## SUPPLIED TEXT
##############################
COS 150-10 - Microclimatic variation, behavioral thermoregulation, and thermal sensitivity jointly mediate the response of ectotherms to rapid environmental change

Thursday, August 10, 2017: 4:40 PM
E141, Oregon Convention Center
Samuel B. Fey1, David A. Vasseur2, Michael L. Logan3, Karla Alujevic4 and Susana Clusella-Trullas4, (1)Biology, Reed College, Portland, OR, (2)Ecology & Evolutionary Biology, Yale University, New Haven, CT, (3)Organismic and Evolutionary Biology, Harvard University, Cambridge, MA, (4)Botany and Zoology & Centre for Invasion Biology, Stellenbosch University, Stellenbosch, South Africa

Researchers increasingly rely on thermal physiology as the mechanistic basis for guiding extinction predictions in the face of climate change. How such physiological data inform field performance, where environments are variable across space and time and individuals move, remains equivocal and a substantial source of uncertainty. We advance a new approach for estimating field performance of ectotherms based on thermal reaction norms and the properties of the thermal landscape– including mean temperature, spatial variance, and spatial autocorrelation. We develop a theoretical framework and explore its predictions, use this approach to examine the importance of behavior for a global dataset of 38 insect species using fine-grained climate projections, and provide a case-study estimating historic and future performance of the subtropical lizard Agama atra.
##############################
## ASSIGNMENT
Reproduce the passage of the abstract on ectotherm responses to environmental change that runs between "Researchers increasingly rely" and "lizard Agama atra.", inclusive.
##############################
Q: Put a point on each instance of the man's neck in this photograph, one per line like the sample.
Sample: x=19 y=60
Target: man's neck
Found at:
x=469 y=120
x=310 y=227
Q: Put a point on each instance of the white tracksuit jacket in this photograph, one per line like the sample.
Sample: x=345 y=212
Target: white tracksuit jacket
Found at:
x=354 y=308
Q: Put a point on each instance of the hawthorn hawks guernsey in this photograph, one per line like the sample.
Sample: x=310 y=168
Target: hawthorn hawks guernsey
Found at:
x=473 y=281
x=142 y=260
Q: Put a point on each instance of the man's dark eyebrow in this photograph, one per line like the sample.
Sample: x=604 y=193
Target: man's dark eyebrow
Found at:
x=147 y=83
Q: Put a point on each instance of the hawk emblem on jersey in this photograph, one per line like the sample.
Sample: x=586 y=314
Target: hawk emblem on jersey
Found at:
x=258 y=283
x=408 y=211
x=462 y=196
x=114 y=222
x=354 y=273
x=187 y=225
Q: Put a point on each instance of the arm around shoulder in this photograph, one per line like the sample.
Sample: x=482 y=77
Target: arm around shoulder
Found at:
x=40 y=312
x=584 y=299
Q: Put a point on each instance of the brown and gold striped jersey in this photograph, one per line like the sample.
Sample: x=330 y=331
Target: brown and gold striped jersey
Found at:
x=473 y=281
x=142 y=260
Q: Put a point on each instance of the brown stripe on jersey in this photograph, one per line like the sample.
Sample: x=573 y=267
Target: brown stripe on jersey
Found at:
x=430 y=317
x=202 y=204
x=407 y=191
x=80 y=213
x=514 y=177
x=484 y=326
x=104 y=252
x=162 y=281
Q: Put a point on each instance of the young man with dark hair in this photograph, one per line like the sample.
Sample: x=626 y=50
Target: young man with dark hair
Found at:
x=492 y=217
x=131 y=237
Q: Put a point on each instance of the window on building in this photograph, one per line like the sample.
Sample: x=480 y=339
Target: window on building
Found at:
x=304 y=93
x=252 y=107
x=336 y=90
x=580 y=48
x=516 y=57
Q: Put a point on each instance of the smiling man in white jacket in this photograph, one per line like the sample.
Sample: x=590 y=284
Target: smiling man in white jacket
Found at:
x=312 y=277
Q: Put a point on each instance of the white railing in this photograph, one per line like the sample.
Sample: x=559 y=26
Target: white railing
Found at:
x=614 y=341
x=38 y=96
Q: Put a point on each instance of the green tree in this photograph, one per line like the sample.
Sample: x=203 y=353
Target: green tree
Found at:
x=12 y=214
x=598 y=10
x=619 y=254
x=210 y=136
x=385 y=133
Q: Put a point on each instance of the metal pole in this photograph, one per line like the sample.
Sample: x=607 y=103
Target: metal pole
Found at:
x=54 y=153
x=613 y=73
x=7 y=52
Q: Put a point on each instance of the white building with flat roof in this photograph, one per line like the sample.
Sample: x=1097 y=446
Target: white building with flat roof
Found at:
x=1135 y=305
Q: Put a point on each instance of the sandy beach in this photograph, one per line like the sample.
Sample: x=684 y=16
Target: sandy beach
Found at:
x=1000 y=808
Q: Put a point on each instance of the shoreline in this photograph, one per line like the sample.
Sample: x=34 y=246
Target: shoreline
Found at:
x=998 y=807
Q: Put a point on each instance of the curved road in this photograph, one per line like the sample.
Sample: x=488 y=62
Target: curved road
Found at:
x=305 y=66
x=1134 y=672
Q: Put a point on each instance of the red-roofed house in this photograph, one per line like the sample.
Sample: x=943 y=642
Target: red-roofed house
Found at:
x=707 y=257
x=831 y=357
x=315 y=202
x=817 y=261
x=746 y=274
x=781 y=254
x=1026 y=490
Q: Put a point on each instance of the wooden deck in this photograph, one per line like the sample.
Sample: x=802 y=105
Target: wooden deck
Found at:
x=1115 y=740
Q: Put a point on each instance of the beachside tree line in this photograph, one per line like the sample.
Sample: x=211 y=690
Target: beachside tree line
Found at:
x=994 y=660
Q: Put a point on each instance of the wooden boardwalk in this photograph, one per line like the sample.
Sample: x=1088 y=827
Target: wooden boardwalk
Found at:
##############################
## RESPONSE AREA
Researchers increasingly rely on thermal physiology as the mechanistic basis for guiding extinction predictions in the face of climate change. How such physiological data inform field performance, where environments are variable across space and time and individuals move, remains equivocal and a substantial source of uncertainty. We advance a new approach for estimating field performance of ectotherms based on thermal reaction norms and the properties of the thermal landscape– including mean temperature, spatial variance, and spatial autocorrelation. We develop a theoretical framework and explore its predictions, use this approach to examine the importance of behavior for a global dataset of 38 insect species using fine-grained climate projections, and provide a case-study estimating historic and future performance of the subtropical lizard Agama atra.